WORK TO DO:
From the listing below, extract every line from the one containing "Target: orange juice in glass" through the last line of the listing, both included, and reproduce them without alteration.

■ ■ ■ ■ ■ ■ ■

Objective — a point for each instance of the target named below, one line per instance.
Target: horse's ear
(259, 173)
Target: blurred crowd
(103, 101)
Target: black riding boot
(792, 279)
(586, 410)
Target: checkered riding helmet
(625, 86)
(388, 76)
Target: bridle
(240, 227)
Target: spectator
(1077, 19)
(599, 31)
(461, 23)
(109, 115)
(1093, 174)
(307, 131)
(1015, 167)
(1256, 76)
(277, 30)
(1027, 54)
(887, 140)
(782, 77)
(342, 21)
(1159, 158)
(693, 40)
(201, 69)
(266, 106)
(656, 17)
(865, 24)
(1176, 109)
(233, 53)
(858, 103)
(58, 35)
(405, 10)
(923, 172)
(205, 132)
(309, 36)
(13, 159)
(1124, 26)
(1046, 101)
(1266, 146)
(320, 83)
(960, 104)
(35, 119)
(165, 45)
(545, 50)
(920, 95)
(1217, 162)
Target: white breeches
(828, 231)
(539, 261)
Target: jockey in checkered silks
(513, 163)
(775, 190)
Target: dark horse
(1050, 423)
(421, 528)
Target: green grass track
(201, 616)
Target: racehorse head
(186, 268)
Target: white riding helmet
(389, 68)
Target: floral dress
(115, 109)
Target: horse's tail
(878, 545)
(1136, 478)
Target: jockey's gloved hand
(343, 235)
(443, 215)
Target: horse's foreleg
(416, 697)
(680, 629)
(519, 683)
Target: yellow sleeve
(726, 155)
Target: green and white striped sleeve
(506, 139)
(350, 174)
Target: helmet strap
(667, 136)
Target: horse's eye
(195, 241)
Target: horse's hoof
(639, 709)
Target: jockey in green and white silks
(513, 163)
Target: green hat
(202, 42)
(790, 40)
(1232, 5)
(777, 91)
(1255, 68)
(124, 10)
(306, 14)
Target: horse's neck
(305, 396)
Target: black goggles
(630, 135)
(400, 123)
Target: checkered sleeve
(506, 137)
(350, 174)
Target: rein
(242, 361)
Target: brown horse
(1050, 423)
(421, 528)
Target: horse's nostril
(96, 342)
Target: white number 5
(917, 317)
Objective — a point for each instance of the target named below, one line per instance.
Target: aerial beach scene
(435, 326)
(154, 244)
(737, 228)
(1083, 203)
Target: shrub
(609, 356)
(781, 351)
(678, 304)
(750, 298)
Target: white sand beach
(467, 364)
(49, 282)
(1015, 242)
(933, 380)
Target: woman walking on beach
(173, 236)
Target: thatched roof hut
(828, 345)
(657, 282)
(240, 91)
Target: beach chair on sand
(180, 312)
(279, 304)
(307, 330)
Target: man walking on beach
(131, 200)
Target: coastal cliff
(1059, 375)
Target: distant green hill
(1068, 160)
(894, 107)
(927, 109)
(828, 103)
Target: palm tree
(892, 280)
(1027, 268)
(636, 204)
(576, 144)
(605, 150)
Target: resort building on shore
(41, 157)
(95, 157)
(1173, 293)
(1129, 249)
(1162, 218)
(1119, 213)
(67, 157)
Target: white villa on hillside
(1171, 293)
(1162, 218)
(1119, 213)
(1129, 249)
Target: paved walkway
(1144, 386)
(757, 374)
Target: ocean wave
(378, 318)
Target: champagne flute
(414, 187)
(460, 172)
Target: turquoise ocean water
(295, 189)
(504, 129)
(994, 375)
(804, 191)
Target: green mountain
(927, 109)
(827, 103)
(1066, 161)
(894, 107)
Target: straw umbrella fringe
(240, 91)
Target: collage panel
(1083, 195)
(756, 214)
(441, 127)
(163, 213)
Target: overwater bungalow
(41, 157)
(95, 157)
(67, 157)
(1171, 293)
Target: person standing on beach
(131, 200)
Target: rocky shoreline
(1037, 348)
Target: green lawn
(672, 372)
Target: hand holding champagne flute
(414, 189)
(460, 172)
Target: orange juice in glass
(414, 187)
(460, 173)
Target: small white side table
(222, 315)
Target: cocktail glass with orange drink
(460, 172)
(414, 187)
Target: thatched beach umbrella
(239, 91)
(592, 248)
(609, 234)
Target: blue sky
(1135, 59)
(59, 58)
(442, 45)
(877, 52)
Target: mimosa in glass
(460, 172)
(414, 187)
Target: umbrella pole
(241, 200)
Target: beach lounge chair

■ ■ ■ ■ ■ ■ ■

TASK RESULT:
Target: orange juice in glass
(414, 187)
(460, 173)
Target: small white side table
(222, 315)
Target: cocktail glass with orange drink
(460, 172)
(414, 187)
Target: thatched beach umbrella
(239, 91)
(592, 248)
(609, 234)
Target: blue sky
(1135, 59)
(59, 58)
(442, 45)
(877, 52)
Target: mimosa in glass
(460, 172)
(414, 187)
Target: umbrella pole
(241, 200)
Target: beach lounge chair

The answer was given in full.